教員なら知っていて当たり前!「就学援助制度」とは?

義務教育の小中学校では、授業料や教科書代は無償となりますが、補助教材や給食費等は実費請求されるものも多くあります。修学旅行費や入学準備などにかかるお金も多く、経済的に困窮している家庭は、子どもを学校に通わせることも難しいところがあるのも事実です。

そんな困難さを抱えている保護者や子どもを支援する制度が「就学援助制度」です。教員をやっていると書類で「準要」「要保護」といった言葉を見たことがあっても、実際どんなルールで決められているのか知らない方も多いのではないでしょうか。そこで、今回は保護者からの問い合わせに対応できるように保護者や子どもにとって、最後の綱となる「就学援助制度」について詳しく説明します。

ライター

emikyon

・元公立学校教員

・教育委員会にて勤務

・eduloライター歴2年

「就学援助制度」の概要


はじめに就学援助の考え方の根本は、学校教育法第19条「経済的理由によって、就学困難と認められる学齢児童生徒の保護者に対しては、市町村は、必要な援助を与えなければならない。」と示されているところにあります。教員が覚えておきたいことは、就学援助の手続きは「市町村」単位で行われるということです。
就学援助は自治体単位で行われているため、基本的には「居住自治体が認定する」ということが原則になります。したがって外国籍であっても住民票があり、居住地の自治体に通学していれば申請することができます。

参考文献:就学援助制度について(就学援助ポータルサイト),文部科学省,https://www.mext.go.jp/a_menu/shotou/career/05010502/017.htm(参照2024-5-23)

::::

就学援助制度に関する提示テキストから、「はじめに就学援助の考え方の根」で始まり「m(参照2024-5-23)」で終わる範囲を一字も変えずに書き写してください。

::::

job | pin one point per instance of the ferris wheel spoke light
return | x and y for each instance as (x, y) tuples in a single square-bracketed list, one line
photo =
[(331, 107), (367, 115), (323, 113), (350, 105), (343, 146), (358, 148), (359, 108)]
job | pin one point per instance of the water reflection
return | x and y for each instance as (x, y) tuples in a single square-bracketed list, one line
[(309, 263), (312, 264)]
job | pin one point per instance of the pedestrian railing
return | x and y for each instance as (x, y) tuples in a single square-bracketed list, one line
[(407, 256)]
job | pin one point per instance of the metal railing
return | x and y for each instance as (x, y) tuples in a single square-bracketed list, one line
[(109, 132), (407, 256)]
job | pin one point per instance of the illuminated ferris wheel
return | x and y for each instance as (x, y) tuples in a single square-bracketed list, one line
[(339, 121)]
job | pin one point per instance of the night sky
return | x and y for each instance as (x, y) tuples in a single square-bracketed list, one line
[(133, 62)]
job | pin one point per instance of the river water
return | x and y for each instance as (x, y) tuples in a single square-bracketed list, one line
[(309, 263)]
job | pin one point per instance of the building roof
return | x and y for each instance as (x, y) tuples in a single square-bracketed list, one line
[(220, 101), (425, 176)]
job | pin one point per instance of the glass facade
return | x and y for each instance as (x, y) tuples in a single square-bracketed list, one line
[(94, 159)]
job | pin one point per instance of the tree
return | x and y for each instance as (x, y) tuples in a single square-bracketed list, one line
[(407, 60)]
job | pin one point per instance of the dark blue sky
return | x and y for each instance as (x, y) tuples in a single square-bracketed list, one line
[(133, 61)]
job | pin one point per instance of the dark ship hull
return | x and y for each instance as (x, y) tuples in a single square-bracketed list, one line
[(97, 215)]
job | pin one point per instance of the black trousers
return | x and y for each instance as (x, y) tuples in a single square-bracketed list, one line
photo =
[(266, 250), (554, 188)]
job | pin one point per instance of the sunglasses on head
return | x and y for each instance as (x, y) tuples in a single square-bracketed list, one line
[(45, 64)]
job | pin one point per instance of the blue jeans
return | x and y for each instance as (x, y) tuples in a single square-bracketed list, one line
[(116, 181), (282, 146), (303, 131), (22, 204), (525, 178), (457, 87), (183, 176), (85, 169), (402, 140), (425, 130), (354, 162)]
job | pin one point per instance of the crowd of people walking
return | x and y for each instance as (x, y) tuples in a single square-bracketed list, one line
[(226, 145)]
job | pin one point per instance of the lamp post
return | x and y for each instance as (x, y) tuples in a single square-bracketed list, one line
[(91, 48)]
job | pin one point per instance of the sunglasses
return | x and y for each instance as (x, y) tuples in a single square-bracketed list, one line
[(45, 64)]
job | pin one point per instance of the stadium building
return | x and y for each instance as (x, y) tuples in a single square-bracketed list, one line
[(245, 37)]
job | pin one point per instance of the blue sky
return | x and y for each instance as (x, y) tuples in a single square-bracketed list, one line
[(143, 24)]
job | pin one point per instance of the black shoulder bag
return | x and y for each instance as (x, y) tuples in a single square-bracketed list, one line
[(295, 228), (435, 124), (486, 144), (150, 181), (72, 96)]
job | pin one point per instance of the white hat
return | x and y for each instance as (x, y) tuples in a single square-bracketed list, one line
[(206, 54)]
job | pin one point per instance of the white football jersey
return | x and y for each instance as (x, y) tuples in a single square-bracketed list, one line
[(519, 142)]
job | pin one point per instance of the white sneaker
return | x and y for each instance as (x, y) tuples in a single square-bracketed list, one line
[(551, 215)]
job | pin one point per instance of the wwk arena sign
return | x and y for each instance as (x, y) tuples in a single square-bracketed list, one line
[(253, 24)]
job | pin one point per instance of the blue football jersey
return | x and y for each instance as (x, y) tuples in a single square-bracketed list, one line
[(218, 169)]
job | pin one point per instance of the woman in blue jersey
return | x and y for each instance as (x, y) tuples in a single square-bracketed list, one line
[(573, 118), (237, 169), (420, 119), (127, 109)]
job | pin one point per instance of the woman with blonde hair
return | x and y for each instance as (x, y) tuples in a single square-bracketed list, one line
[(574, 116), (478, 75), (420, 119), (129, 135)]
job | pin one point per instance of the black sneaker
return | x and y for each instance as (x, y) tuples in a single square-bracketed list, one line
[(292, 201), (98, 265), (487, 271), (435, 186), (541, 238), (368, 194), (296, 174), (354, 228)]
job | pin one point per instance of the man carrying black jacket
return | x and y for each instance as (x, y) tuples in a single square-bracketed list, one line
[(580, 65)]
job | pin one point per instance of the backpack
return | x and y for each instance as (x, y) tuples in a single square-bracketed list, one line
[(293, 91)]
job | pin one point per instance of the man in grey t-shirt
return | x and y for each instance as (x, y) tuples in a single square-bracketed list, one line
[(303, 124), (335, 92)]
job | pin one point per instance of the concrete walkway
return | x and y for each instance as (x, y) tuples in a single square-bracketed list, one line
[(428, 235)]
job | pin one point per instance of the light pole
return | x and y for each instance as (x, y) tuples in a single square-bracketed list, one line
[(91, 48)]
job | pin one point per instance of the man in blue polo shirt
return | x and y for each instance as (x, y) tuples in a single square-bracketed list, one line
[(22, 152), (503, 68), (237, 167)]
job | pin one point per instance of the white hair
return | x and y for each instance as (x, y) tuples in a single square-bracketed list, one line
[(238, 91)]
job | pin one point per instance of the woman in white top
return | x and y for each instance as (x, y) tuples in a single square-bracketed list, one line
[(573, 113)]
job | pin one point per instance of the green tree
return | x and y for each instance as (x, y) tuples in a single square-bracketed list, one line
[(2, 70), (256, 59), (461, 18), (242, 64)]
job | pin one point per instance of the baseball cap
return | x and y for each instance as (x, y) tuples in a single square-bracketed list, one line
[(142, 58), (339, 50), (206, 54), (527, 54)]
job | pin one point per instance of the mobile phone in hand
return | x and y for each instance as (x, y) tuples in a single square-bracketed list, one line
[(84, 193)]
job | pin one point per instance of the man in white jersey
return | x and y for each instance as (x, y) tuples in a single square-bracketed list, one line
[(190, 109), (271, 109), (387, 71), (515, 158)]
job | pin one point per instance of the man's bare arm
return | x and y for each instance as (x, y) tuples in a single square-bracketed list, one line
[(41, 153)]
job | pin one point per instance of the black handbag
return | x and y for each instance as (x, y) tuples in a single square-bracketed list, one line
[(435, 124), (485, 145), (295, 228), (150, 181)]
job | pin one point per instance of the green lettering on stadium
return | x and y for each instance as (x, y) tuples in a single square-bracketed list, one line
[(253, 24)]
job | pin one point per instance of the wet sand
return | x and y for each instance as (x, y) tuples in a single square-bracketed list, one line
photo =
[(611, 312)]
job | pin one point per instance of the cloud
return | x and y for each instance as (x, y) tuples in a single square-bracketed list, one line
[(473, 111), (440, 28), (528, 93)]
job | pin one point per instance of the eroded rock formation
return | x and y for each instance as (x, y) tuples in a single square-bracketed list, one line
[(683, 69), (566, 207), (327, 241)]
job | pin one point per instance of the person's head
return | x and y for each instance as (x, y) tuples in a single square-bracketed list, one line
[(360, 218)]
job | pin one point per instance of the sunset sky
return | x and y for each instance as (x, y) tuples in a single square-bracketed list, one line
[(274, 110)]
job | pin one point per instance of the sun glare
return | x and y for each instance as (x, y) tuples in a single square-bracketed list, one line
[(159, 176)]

::::

▶ [解答]
はじめに就学援助の考え方の根本は、学校教育法第19条「経済的理由によって、就学困難と認められる学齢児童生徒の保護者に対しては、市町村は、必要な援助を与えなければならない。」と示されているところにあります。教員が覚えておきたいことは、就学援助の手続きは「市町村」単位で行われるということです。
就学援助は自治体単位で行われているため、基本的には「居住自治体が認定する」ということが原則になります。したがって外国籍であっても住民票があり、居住地の自治体に通学していれば申請することができます。

参考文献:就学援助制度について(就学援助ポータルサイト),文部科学省,https://www.mext.go.jp/a_menu/shotou/career/05010502/017.htm(参照2024-5-23)